- **What is expected**
Return the listing below word for word.

- **Data excerpts**
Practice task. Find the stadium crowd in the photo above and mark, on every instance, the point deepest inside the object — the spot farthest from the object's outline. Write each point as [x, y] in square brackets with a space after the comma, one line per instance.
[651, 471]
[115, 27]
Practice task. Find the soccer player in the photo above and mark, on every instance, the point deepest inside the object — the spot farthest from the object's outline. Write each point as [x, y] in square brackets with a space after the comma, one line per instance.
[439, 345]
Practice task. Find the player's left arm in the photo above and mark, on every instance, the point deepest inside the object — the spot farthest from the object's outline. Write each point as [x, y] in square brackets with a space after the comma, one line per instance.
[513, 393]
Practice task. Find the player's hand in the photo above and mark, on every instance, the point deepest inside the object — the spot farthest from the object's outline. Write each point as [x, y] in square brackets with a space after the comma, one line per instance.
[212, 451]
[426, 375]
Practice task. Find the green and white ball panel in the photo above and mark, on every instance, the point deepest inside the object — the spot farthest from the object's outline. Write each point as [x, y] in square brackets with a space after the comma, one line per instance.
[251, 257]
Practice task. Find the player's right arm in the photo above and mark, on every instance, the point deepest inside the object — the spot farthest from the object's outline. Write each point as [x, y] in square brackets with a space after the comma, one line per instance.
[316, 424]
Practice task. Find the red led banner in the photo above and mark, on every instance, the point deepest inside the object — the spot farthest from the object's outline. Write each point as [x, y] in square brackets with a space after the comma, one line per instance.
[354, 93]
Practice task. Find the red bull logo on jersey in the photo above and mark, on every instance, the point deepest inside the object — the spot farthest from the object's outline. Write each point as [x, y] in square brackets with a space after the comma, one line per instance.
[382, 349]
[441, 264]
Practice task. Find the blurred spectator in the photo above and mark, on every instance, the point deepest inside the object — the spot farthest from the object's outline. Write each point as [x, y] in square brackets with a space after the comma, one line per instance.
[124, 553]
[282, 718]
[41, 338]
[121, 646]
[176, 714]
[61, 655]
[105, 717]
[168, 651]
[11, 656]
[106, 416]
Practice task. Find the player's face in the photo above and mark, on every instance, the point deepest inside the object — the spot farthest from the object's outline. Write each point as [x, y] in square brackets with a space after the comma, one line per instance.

- **Expected answer**
Practice task. Find the stadium crowd in the photo above and mark, on every instance, the point deepest inside the object — the spot farthest from the object's outline. Write each point as [x, y] in square brackets with a space after the comma, one line per instance.
[651, 471]
[115, 27]
Practice task. Find the soccer player in the photo above and mark, on every instance, the point deepest inside the object — the spot farthest from the object's outline. Write each point as [x, y] in square brackets with a space after the comma, one line per instance.
[439, 345]
Practice task. Find the player's left arm in the photo above and mark, on every instance, the point deepest inside the object — the spot farthest from the object's outline. Write each point as [x, y] in square brackets with a space after the comma, one line per instance.
[513, 393]
Practice task. Find the player's hand in the photo above and mark, on every instance, the point deepest inside the object — the spot farthest from the object's outline. Write each point as [x, y] in square brackets with a space after the comma, one line per instance.
[212, 451]
[426, 375]
Practice task. Find the green and white ball panel in the photo above and mark, on every instance, the point deepest inside the object — the spot farthest from the object's outline. Write each point as [x, y] in square brackets with a space after the comma, one line per instance.
[251, 257]
Practice task. Find the player's right arm in the photo above and mark, on every instance, the point deepest inside the object — the spot farthest from the object's outline. Write each point as [x, y] in square brackets with a space after the comma, one line per instance.
[316, 424]
Practice task. Find the red led banner in the photo above and mark, on every instance, the point deepest inside the object — the spot farthest from the object's outline. Write each point as [x, y] in square brackets with a space after the comma, one line per instance.
[354, 93]
Practice task. Find the red bull logo on jersey in the photo above and mark, on every instance, the point deepest inside the object — the spot farthest from the object's outline. Write each point as [x, y] in square brackets with a space after the comma, one line per instance.
[382, 349]
[441, 264]
Practice task. Find the blurred spectator in the photo above and mark, on every instance, the point deepest inside the object — the spot farthest from the object's outline. Write each point as [x, y] in square brackets with a space after the comma, one line per instance.
[124, 553]
[282, 718]
[41, 338]
[121, 646]
[176, 714]
[61, 655]
[105, 717]
[168, 651]
[11, 656]
[106, 416]
Practice task. Find the player's face in the photo above and mark, on every instance, the point deepest inside the object — the spot farthest from the object's outline. Write each point as [x, y] in square brackets with a space after the comma, one line per instance.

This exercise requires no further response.